Page extract

====

For each class we model the outcome as
`$$p_{j}=\frac{\exp({\mathbf{x}^{\prime} \boldsymbol{\beta}_{j}})}{\sum_{g=1}^{G} \exp({\mathbf{x}^{\prime} \beta_{g}})},\qquad \text{for } j=1,\ldots,G$$`
where `$\sum_{j=1}^G p_j=1$`.

__NOTE:__ There is no explicit base class here since regularized solutions are not equivariant under base changes, and regularization automatically eliminates the redundancy

---
# Likelihood and deviance

Given probabilities `$p_{i j}$` for `$y_{i j}=1$`, the probability of the observed data is proportional to
`$$\prod_{i=1}^{N} \prod_{j=1}^{G} p_{i j}^{y_{i j}}$$`
where `$N$` is the total number of observations.

Taking logs and multiplying by -2 yields the multinomial deviance
`$$-2 \sum_{i=1}^N \sum_{j=1}^G y_{i j} \log \left(p_{i j}\right)$$`

---
# Regularization

Let `$K$` denote the length of `$\boldsymbol{\beta}$`, i.e., the number of features in the model.

The coefficient matrix, `$\mathbf{B}=\left[\boldsymbol{\beta}_{1} \cdots \boldsymbol{\beta}_{G}\right]$`, has `$K\times G$` elements: `$G$` coefficients, one per class, times the number of features, `$K$`.

====

Data segment

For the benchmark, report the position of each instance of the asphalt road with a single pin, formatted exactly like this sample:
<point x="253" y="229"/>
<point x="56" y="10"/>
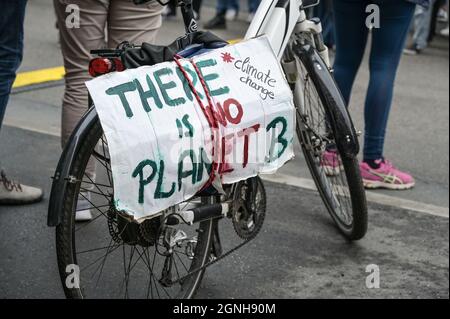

====

What you will do
1. Reproduce the portion of the multinomial regression passage that opens with the words containing "Taking logs and" and closes with "in the model.".
2. Write the text that follows the final sentence of the multinomial regression passage.

Exercise results
1.
Taking logs and multiplying by -2 yields the multinomial deviance
`$$-2 \sum_{i=1}^N \sum_{j=1}^G y_{i j} \log \left(p_{i j}\right)$$`

---
# Regularization

Let `$K$` denote the length of `$\boldsymbol{\beta}$`, i.e., the number of features in the model.

2.
Similar to the binomial case, we can minimized the deviance subject to a standard lasso type ( `$\ell_1$` norm) penalty on `$\beta$`:

`$$\min _{\mathbf{B} \in \mathbb{R}^{K\times G}} \left\{-\frac{2}{N} \sum_{i=1}^N \sum_{j=1}^G y_{i j} \log p_{i j}+\lambda \sum_{i=1}^{K-1} \sum_{j=1}^G \left|\beta_{i j}\right|\right\}$$`
where `$p_{ij} = \Lambda(\mathbf{x}_i^{\prime}\beta_{j})$`, and the intercepts are unregularized.
---
# Illustration: Forensic glass data

The forensic glass (`fgl`) data frame has 214 rows and 10 columns.

The data include for each of 214 shards of glass, measurements on the refractive index (`RI`) and 8 measurements of chemical composition by weight of oxide (percentage) for elements `Na`, `Mg`, `Al`, `Si`, `K`, `Ca`, `Ba`, and `Fe`.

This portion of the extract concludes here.